▶ **STATED TASK**:
Please pick up the deposition impeachment guide below right after its last sentence and carry it forward.

▶ **GIVEN PASSAGE**:
+ + + + + + +
Deposition Impeachment Builder
Drafts deposition-ready impeachment sequences using the Commit–Credit–Confront (CCC) method. Use this skill when the user mentions impeachment preparation, prior inconsistent statements, Commit-Credit-Confront, CCC method, deposition cross-examination, FRE 613, witness contradictions, impeachment scripts, prior testimony conflicts, or asks for help building impeachment sequences. Also trigger when the user references creating transcript clips for summary judgment, preparing confrontation questions, or analyzing contradictions between deposition testimony and prior documents. Even if the user just says "this witness changed their story" or "build me an impeachment sequence," use this skill.
Deposition Impeachment Builder
Why This Skill Exists
Impeachment at deposition is the highest-skill questioning technique in civil litigation — and the most commonly botched. Attorneys either confront too early (before locking the witness in), skip the credit phase (weakening the contradiction's impact), or ask open-ended follow-ups after confrontation (giving the witness an escape). A poorly executed impeachment is worse than none at all, because it educates the witness and inoculates them for trial.
This skill produces a controlled Commit–Credit–Confront script, a deployment memo with timing recommendations, and a checklist of missing information — grounded in FRE 613, FRE 801(d)(1)(A)/(d)(2), and FRCP 30 guardrails.
Checkpoint A: Pre-Draft Intake (Mandatory)
Ask every time unless the user says "use defaults" or "just draft." Gather:
- Current testimony — verbatim transcript excerpt (Q&A with page/line) or exact anticipated answer; paraphrases require attorney confirmation of precise phrasing
- Prior statement — full text (not snippet), statement type, date, author/speaker, recipients, and pin-cite (page:line for transcripts; paragraph/section for documents)
- Witness's connection — how the witness authored, signed, verified, sent, or adopted the prior statement
- Case context — forum (federal/state), posture (fact discovery/MSJ/pretrial), claims/defenses, witness role (party, 30(b)(6) designee, percipient, expert)
- Strategic intent — impeachment only vs. substantive use; video deposition; protective order applicability
If the user doesn't respond, apply and clearly label these defaults: federal court; impeachment-only use; conservative confrontation variant; deposition (not trial).
If any required input is missing, pause and ask targeted follow-up questions. Never fabricate quotes, dates, page numbers, or document attributes.
Step 1: Assess Materiality
Before drafting, tie the contradiction to a claim element, defense element, damages component, or credibility theme in one sentence. If you cannot, flag the impeachment as a candidate for trial cross-examination rather than deposition use.
+ + + + + + +
▶ **INFORMATION SUPPLIED**:
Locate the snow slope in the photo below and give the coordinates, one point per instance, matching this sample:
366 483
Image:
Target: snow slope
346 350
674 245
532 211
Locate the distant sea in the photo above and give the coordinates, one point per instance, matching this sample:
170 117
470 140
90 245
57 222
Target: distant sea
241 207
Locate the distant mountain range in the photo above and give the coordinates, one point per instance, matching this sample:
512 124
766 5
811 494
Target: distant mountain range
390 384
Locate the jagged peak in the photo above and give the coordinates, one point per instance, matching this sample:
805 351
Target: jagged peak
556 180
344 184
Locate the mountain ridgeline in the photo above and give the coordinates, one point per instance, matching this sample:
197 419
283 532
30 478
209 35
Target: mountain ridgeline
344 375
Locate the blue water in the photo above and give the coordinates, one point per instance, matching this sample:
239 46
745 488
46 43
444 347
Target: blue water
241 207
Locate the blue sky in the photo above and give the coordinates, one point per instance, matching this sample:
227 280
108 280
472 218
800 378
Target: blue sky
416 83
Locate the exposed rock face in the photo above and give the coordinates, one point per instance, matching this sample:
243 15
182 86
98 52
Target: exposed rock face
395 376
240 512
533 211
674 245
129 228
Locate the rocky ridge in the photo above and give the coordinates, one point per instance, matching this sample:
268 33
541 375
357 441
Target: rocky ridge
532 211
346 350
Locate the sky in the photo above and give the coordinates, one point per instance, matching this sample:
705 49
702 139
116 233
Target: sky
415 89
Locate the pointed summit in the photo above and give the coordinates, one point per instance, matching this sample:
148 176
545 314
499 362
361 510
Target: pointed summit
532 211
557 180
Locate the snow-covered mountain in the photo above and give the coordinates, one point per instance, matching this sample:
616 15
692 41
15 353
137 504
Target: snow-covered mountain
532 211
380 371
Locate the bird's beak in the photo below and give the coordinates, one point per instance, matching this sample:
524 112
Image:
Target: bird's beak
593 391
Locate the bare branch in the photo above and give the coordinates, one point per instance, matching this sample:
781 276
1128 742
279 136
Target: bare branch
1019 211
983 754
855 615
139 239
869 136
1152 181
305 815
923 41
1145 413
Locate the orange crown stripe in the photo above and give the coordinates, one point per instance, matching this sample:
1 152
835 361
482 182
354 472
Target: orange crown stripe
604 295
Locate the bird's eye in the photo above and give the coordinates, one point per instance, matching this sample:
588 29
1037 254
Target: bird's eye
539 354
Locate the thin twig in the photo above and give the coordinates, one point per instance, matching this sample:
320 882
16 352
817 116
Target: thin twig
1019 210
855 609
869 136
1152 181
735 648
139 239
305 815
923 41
+ + + + + + +
▶ **EXERCISE RESPONSE**:
Step 2: Draft the Commit Phase
Goal: Eliminate every escape hatch before the witness knows a contradiction is coming.
Rules:
- Use the witness's own vocabulary
- Single factual proposition per question
- No compound questions
- Define ambiguous terms neutrally before committing
- Confirm certainty; fork hedged answers into a second committed proposition
Template pattern:
"Just so I understand: you [core proposition], correct?"
"You're not saying [narrowing qualifier]—you're saying [absolute proposition], right?"
"You're certain about that? No doubt in your mind?"
"And [close remaining escape route], correct?"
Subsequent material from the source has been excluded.